[Exercise set]:
1. Reproduce word for word the part of the Snakemake section starting with "This section included" and going on through "on the configuration.".
2. According to the Snakemake section, how much memory must each Nvidia GPU have for local mode?
3. Does each statement agree with the Snakemake section? Answer yes or no, and quote the deciding words. (a) Mozilla still maintains the Snakemake pipeline. (b) The main Snakemake process should be launched interactively. (c) Local mode needs at least 32 CPU cores.

[Selection]:
________________________________________
Snakemake

This section included the instructions on how to run the pipeline using Snakemake orchestrator (locally or on a Slurm cluster).

NOTICE: Mozilla has switched to Taskcluster for model training, and the Snakemake pipeline is not maintained. Feel free to contribute if you find bugs.

Snakemake workflow manager infers the DAG of tasks implicitly from the specified inputs and outputs of the steps. The workflow manager checks which files are missing and runs the corresponding jobs either locally or on a cluster depending on the configuration.

Snakemake parallelizes steps that can be executed simultaneously. It is especially useful for teacher ensemble training and translation.

The main Snakemake process (scheduler) should be launched interactively. It runs the job processes on the worker nodes in cluster mode or on a local machine in local mode.

System requirements

Local mode

  • Ubuntu 18.04 (it can work on other Linux distributions, but might require setup scripts fixes; see more details in marian installation instructions).
  • One or several Nvidia GPUs with CUDA drivers installed and at least 8 GB of memory.
  • CUDNN installed
  • At least 16 CPU cores ( some steps of the pipeline utilize multiple cores pretty well, so the more the better).
________________________________________
[Pointing and labeling entries]

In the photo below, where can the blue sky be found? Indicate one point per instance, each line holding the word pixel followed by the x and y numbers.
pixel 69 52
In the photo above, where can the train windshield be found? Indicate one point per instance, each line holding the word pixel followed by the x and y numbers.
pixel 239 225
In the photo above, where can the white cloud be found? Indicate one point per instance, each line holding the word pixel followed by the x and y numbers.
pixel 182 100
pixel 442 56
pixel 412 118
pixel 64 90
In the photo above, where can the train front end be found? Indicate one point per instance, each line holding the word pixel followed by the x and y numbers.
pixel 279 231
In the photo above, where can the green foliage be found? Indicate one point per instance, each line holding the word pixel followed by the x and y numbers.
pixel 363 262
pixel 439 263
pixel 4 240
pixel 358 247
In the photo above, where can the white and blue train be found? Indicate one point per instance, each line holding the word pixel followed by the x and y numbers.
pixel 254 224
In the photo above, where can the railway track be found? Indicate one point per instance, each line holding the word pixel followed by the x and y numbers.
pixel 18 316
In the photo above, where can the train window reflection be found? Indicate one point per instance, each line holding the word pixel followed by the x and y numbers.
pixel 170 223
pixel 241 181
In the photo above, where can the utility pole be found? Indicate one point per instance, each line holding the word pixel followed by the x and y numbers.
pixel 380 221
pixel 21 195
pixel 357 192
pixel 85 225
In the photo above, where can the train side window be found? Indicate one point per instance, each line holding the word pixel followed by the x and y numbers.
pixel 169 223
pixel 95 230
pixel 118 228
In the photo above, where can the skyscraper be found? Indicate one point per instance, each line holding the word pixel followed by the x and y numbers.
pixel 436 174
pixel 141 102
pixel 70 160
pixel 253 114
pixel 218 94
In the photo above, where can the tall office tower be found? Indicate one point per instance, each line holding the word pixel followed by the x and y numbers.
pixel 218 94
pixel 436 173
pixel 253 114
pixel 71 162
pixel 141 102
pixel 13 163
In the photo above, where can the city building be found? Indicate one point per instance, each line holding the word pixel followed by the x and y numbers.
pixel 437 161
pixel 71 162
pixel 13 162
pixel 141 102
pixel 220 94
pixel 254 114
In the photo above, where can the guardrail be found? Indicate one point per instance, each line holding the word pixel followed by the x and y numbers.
________________________________________
[Answers to the problems]:
1.
This section included the instructions on how to run the pipeline using Snakemake orchestrator (locally or on a Slurm cluster).

NOTICE: Mozilla has switched to Taskcluster for model training, and the Snakemake pipeline is not maintained. Feel free to contribute if you find bugs.

Snakemake workflow manager infers the DAG of tasks implicitly from the specified inputs and outputs of the steps. The workflow manager checks which files are missing and runs the corresponding jobs either locally or on a cluster depending on the configuration.

2. At least 8 GB of memory.

3.
(a) No: "the Snakemake pipeline is not maintained"
(b) Yes: "The main Snakemake process (scheduler) should be launched interactively."
(c) No: "At least 16 CPU cores"